## [EXTRAIT DU DOCUMENT]
---+---

3 èmes Journées d’études ACOUSTIQUE SOUS-MARINE

Brest - 22 - 23 Juin 1994

 

Réception de signaux tomographiques sur l’antenne verticale de Cap Ferrat: Expérimentation Ferrat 94.

 

 

C. NOEL 1)  - C. VIALA 1)                       F. EVENNOU 2)  - Y. STEPHAN 2)

                            M. ALOMBERT 3) - L. CHAUVIN 3)

1) Société SEMANTIC TS - 8 Av du 11 Novembre - 83150 Bandol - France

2) E.P.S.H.O.M. - Centre Militaire d'Océanographie - BP 426 Brest Cedex

3) D.C.N. Toulon. CTSN/DLSM - 83800 TOULON Naval

I.        Résumé

Le présent papier présente l’expérimentation qui s’est déroulée en Septembre 1994 sur le site de la DCN de Saint Jean Cap Ferrat.

Cette manip a consisté tout d’abord à réaliser quinze jours durant l'acquisition sur l'antenne verticale du Cap Ferrat des signaux tomographiques émis jusqu'en septembre 1994 par les prestataires d'un contrat MAST (Université de Kiel, Ifremer Brest, Cephag Grenoble) sur un projet de tomographie acoustique de la Méditerranée.

Elle a été motivée par les difficultés rencontrées lorsque l’on cherche à identifier les trajets sonores reçus à l’aide d’informations concernant uniquement les temps de trajets. En effet, certains trajets ayant des trajectoires différentes, et ayant donc échantillonné spatialement l’océan de manière différente peuvent arriver au même instant et ne pas être par conséquent temporellement séparables. Une information angulaire permettrait alors de lever le doute. Les installations de la DCN de Saint Jean Cap Ferrat étaient équipées d’un nombre suffisant d’hydrophones pour pouvoir conduire une expérimentation significative sur la mesure des angles d’arrivées des rayons sonores.

Les objectifs de cette expérimentation étaient donc de vérifier à partir de mesures réelles, le gain d'une estimation conjointe temps-site par rapport à une estimation uniquement temporelle, des réceptions de signaux tomographiques dans un but d'identification des trajets sonores.

Les signaux mesurés ont été ensuite traités temporellement et angulairement afin d'établir les diagrammes temps-site mesurés et les résultats ont été analysés du point de vue de l'identification de trajets acoustiques.

Les allures générales des résultats des mesures correspondent à celles prédites par la théorie.

L’analyse des diagrammes Temps-Site et de leurs suivis au cours de la campagne montre que l’antenne permet de séparer angulairement des pics d’arrivée arrivant simultanément.

---+---

## [TRAVAIL DEMANDÉ]
**1.** Modifiez l'extrait en remplaçant « Juin » par « Juillet », puis recopiez-le à partir des mots « 3 èmes Journées » jusqu'aux mots « Expérimentation Ferrat 94. » inclus.
**2.** Transformez en tableau Markdown les lignes des enregistrements, de celle qui contient « Target: dark green background foliage » jusqu'à la fin des enregistrements, ces deux bornes comprises. Utilisez les colonnes « Numéro » et « Ligne », et omettez les lignes vides.
Les enregistrements qui suivent n'ont aucun lien avec l'extrait.

---+---

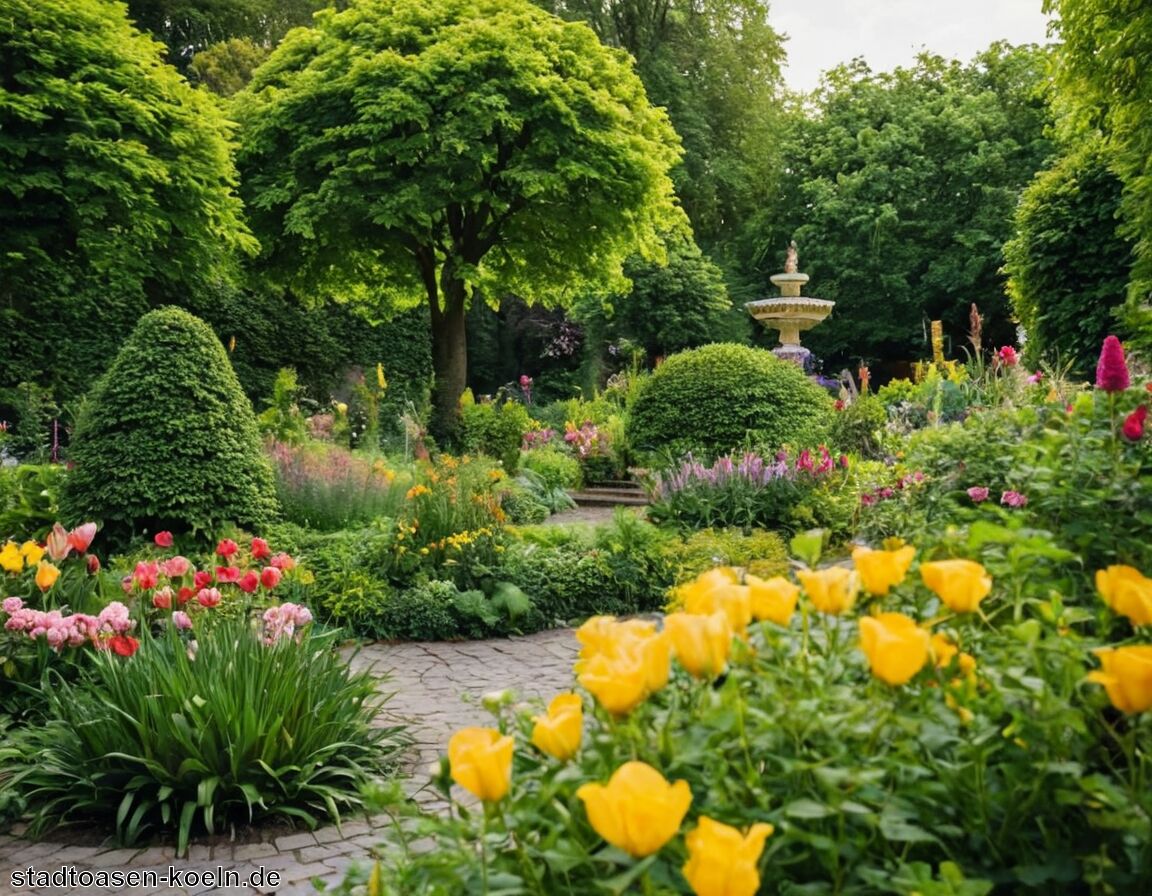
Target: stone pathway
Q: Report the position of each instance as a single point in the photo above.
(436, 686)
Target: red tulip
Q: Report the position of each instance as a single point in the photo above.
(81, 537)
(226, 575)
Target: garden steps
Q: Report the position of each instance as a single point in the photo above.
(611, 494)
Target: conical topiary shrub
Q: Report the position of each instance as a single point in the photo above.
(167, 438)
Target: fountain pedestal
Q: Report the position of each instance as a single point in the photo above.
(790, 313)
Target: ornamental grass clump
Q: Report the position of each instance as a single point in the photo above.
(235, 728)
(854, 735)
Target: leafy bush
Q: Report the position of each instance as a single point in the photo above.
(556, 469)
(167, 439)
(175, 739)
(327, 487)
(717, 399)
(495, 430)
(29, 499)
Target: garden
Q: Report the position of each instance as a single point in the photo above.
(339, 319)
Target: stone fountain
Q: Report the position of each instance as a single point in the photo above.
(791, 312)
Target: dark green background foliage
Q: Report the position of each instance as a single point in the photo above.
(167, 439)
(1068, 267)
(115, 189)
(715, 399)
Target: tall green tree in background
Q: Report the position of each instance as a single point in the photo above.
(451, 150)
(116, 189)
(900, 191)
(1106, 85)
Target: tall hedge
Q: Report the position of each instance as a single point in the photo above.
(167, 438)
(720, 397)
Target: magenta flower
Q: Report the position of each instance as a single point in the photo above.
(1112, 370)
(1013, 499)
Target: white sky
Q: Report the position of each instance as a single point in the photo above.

---+---

## [CORRIGÉS]
**1.**
3 èmes Journées d’études ACOUSTIQUE SOUS-MARINE

Brest - 22 - 23 Juillet 1994

 

Réception de signaux tomographiques sur l’antenne verticale de Cap Ferrat: Expérimentation Ferrat 94.

**2.**
| Numéro | Ligne |
|---|---|
| 1 | Target: dark green background foliage |
| 2 | Q: Report the position of each instance as a single point in the photo above. |
| 3 | (167, 439) |
| 4 | (1068, 267) |
| 5 | (115, 189) |
| 6 | (715, 399) |
| 7 | Target: tall green tree in background |
| 8 | Q: Report the position of each instance as a single point in the photo above. |
| 9 | (451, 150) |
| 10 | (116, 189) |
| 11 | (900, 191) |
| 12 | (1106, 85) |
| 13 | Target: tall hedge |
| 14 | Q: Report the position of each instance as a single point in the photo above. |
| 15 | (167, 438) |
| 16 | (720, 397) |
| 17 | Target: magenta flower |
| 18 | Q: Report the position of each instance as a single point in the photo above. |
| 19 | (1112, 370) |
| 20 | (1013, 499) |
| 21 | Target: white sky |
| 22 | Q: Report the position of each instance as a single point in the photo above. |